## Activity list
A: Name every group of people the article on IBM's Watson below says made up Rometty's audience at the Bangalore event.
B: Extend the article on IBM's Watson below by writing the next part, starting after its final sentence.

## Passage to read
************

W Power 2024

'Watson Ecosystem' is bigger than Artificial Intelligence: IBM CEO

Chief executive Ginni Rometty pitches Watson Ecosystem to India as a "can't do without" cognitive technology

Harichandan Arakali
Published: Feb 3, 2016 12:35:29 PM IST
Updated: Feb 3, 2016 02:45:37 PM IST
'Watson Ecosystem' is bigger than Artificial Intelligence: IBM CEO
Image: Mike Blake / Reuters
Virginia “Ginni” Rometty, chief executive of International Business Machines Corp

While big data analytics has done the rounds of businesses, much of its potential hasn’t been realised as the bulk of the data that is out there is “invisible,” which makes a technology that mimics the human brain in many ways invaluable, Virginia “Ginni” Rometty, chief executive of International Business Machines Corp. said on Tuesday.

All this data, “like sight, sound, movies, (data from) sensors can be stored in a computer, but wasn’t available ... it is now,” Rometty told an audience of company employees, tech entrepreneurs, analysts and other invited guests, at an event in Bangalore to promote Watson in India.

Watson was open for business in India, IBM said in a press release, and named two businesses, which were already using the “Watson Ecosystem.”

“This is bigger than AI,” Rometty said in her speech. “Cognitive systems can understand, reason, and learn ... these systems can work almost like the human brain.”

From mainframes to software services for the world’s largest businesses to cloud computing to the cognitive era, IBM is once again presenting itself as the purveyor of the technologies that businesses and even countries can ill afford to ignore.

************

## Records
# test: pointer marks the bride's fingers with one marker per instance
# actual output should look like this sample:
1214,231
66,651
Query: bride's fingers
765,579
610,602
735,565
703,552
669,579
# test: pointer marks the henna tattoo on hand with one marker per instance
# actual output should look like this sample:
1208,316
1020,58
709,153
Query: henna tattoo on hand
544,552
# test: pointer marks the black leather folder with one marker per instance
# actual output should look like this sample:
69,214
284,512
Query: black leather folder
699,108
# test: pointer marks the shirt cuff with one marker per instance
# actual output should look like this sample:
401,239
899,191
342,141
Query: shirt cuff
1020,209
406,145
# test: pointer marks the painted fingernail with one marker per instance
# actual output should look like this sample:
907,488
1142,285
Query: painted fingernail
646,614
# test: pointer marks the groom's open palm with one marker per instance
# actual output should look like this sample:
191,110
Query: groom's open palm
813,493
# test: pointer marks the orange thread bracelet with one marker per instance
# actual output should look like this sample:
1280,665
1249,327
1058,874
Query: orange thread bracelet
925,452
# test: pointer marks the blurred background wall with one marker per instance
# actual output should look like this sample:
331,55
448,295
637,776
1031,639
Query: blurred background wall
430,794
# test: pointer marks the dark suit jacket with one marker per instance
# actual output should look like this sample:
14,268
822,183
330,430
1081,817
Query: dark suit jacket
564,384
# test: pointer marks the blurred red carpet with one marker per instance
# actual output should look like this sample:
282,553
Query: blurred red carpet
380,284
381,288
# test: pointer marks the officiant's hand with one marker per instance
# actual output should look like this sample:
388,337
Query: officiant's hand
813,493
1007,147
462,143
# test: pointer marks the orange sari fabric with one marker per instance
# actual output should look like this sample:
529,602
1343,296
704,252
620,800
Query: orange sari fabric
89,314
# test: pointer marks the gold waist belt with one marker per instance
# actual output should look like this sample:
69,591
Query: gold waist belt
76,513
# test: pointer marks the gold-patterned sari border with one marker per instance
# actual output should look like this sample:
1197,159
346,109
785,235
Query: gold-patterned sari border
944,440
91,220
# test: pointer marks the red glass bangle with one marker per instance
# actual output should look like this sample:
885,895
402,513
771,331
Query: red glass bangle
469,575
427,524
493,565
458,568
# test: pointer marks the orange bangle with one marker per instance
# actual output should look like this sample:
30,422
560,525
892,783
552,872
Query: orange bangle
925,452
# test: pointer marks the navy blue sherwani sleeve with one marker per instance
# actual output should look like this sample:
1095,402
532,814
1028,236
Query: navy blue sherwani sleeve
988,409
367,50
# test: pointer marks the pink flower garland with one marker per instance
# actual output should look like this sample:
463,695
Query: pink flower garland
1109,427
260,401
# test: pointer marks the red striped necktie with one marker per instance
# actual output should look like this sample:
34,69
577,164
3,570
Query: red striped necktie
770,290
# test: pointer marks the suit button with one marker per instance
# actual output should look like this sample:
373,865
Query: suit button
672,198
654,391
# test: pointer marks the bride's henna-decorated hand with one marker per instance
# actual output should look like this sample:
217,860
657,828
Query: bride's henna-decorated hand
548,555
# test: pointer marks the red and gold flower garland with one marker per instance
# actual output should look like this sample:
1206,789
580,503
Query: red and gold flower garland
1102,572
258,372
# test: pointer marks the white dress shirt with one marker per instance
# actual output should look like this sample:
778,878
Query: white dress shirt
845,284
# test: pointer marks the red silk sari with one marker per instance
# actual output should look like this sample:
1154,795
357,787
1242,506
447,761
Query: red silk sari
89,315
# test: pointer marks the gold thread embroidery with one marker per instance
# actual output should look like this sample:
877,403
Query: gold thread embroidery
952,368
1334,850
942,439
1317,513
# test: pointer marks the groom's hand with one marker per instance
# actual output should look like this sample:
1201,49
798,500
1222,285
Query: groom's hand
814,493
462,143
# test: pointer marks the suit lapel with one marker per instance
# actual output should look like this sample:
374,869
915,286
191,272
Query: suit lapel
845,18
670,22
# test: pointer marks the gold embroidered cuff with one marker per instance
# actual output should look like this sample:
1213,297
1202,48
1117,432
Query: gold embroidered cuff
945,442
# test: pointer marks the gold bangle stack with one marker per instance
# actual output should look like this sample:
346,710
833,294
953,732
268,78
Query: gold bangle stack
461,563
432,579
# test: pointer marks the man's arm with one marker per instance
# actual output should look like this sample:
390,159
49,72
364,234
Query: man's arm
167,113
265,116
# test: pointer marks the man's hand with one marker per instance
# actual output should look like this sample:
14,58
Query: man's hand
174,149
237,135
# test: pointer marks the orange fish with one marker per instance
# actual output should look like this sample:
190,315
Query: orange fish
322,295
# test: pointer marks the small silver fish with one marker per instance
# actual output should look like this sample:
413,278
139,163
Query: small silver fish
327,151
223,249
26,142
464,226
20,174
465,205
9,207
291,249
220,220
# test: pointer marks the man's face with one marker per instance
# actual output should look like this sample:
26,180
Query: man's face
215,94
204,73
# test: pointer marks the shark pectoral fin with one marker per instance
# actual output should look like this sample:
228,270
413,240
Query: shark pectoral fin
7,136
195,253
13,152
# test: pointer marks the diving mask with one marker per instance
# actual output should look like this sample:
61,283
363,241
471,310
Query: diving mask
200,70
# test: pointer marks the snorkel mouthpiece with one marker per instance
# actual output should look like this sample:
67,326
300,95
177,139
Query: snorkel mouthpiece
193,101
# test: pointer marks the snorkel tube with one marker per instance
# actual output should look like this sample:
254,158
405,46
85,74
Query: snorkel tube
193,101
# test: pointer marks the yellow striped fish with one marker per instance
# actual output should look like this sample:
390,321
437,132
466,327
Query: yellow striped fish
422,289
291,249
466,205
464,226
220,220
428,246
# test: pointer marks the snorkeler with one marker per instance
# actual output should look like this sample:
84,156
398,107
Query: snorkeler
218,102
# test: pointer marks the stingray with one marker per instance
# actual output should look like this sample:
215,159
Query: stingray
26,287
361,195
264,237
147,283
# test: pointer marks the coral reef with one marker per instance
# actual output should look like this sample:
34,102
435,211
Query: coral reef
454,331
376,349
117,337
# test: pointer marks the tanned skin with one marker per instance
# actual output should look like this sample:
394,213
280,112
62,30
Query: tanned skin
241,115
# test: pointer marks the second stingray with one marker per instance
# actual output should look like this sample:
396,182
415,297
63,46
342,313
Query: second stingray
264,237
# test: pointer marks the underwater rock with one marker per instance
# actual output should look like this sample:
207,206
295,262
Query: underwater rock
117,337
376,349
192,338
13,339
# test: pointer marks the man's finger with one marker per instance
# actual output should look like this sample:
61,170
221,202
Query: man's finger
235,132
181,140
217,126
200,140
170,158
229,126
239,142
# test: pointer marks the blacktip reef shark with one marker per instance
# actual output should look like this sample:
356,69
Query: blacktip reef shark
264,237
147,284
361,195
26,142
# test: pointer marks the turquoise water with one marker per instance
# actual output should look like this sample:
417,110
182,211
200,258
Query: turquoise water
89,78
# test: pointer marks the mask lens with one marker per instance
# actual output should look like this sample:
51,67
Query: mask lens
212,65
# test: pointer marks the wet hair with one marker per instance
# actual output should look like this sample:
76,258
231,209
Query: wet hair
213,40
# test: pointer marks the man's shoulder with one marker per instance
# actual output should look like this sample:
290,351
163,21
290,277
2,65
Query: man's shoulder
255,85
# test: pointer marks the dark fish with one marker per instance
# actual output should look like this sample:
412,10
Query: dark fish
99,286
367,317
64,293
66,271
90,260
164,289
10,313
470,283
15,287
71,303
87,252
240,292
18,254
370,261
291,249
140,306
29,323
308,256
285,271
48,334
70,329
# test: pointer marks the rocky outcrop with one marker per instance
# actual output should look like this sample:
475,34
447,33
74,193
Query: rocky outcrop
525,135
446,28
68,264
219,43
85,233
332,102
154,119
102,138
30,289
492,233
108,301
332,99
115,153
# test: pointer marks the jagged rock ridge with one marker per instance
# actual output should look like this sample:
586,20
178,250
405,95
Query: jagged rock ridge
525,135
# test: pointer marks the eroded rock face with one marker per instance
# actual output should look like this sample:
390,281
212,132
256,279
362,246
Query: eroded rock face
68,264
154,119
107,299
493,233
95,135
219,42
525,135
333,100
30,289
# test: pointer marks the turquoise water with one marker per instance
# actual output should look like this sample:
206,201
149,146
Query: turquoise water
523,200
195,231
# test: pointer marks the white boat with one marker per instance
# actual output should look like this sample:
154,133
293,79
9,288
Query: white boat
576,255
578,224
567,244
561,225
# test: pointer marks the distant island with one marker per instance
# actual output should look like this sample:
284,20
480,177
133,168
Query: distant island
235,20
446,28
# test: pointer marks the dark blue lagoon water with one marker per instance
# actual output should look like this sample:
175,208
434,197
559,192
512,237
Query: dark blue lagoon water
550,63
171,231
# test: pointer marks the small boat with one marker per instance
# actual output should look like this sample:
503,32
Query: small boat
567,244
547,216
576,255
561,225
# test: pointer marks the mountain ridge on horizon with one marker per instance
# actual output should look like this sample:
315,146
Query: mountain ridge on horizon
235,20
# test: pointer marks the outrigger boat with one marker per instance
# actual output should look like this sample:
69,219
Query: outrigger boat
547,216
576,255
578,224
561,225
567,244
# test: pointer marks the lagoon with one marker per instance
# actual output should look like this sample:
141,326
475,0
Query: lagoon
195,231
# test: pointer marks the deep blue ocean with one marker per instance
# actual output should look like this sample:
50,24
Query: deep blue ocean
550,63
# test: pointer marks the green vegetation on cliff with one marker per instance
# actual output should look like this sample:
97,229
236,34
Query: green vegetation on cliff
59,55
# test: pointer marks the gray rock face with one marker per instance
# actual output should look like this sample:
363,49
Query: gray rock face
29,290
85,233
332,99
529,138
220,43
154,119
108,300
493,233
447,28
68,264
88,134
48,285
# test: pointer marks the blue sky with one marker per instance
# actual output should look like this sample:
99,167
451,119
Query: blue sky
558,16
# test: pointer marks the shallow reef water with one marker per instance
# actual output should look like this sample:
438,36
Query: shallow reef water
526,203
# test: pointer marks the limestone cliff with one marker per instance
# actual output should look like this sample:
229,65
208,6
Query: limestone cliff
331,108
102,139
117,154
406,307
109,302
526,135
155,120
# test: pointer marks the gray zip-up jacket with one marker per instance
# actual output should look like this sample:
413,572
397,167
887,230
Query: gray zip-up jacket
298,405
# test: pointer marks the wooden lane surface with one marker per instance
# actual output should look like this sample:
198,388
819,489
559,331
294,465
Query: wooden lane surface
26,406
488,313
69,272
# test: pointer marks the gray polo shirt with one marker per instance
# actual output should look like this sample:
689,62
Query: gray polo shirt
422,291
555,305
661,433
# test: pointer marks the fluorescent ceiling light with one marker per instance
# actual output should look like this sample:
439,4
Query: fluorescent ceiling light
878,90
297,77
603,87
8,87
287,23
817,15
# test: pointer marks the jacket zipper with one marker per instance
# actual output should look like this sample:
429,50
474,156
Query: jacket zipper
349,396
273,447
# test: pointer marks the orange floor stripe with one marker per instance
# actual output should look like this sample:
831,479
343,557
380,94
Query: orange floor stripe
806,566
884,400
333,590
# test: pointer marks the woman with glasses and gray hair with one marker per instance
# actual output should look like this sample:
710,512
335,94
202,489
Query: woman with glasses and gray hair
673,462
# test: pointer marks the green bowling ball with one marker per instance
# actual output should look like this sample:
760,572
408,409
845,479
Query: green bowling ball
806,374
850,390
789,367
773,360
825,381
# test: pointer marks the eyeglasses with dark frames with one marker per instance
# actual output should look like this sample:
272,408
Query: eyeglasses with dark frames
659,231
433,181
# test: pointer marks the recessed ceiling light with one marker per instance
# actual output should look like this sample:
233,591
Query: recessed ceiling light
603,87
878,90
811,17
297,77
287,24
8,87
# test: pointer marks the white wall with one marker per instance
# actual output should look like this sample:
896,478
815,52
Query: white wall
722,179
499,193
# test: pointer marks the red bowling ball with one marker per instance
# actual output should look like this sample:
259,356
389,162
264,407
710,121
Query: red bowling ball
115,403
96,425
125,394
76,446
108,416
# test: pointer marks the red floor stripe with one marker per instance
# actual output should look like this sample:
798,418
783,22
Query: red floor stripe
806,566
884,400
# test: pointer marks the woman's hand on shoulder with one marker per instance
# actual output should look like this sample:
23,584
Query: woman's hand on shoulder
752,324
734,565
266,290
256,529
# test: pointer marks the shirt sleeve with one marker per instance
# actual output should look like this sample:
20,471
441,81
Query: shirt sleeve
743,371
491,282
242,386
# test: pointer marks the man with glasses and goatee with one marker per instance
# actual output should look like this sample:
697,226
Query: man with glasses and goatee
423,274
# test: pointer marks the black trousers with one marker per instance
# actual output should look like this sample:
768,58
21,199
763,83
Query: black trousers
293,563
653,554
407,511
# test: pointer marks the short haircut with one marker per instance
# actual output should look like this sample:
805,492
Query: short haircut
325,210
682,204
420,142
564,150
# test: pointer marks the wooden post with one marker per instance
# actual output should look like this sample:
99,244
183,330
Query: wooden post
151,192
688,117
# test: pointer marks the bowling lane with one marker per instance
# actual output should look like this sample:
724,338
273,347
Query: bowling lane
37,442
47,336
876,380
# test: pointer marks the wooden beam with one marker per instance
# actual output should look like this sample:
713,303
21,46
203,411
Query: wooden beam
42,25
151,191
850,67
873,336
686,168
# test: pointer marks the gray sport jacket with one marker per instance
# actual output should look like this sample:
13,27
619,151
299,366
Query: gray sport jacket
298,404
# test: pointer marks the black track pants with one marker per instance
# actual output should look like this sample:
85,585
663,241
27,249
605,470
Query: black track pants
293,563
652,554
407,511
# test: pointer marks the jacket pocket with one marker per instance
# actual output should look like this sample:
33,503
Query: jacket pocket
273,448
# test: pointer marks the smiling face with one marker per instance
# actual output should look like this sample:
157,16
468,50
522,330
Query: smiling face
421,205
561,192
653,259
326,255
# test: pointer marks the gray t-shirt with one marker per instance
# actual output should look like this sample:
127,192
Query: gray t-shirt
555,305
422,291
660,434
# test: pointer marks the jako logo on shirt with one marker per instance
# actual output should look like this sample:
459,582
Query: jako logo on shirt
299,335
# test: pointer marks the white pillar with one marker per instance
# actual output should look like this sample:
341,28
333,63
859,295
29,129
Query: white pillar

************

## Responses per task
A: Company employees, tech entrepreneurs, analysts, and other invited guests.

B:
It is now betting its future on Watson, which IBM famously debuted in 2011, as a computer that could hold its own in a game of Jeopardy, and which it has built into a complex combination of multiple technologies across multiple fields - be it supporting advances in cancer research or advancing computational linguistics, mastering difficult languages such as Japanese.

With an eye towards commercialising Watson, IBM has also opened it up to businesses, developers,and startups - creating a “platform as a service” model, which it has branded Bluemix. It has also acquired businesses in a wide range of fields that can help Watson learn more and learn faster.

For instance, IBM recently acquired The Weather Company, Rometty said, an Internet-of-things company, which has millions of users and which on an average day saw 30 billion transactions, but during the recent New York Blizzard, got a 100 billion hits.

IBM formed a unit in 2014 to commercialise Watson, and today it is present in 17 industries in 36 countries, Stephen Gold, a vice president at the company told reporters earlier. From three business partners two years ago, the unit was working with 500 today, Gold said.

“When started, we had one service, based on question-and-answer,” which was the one that played Jeopardy, and won against the best in the world, but “today we have 32,” he said. The technologies underlying those services have also multiplied ten-fold to about 50 today, Rometty said in her speech.

And among the applications Watson is finding is being able to “predict the onset of a hypoglycemic event (low blood sugar) three hours before it occurs” in a diabetic - a life-saving application. Such applications are possible because cognitive systems can connect the dots just as humans do, be it for businesses or hospitals or governments, she said.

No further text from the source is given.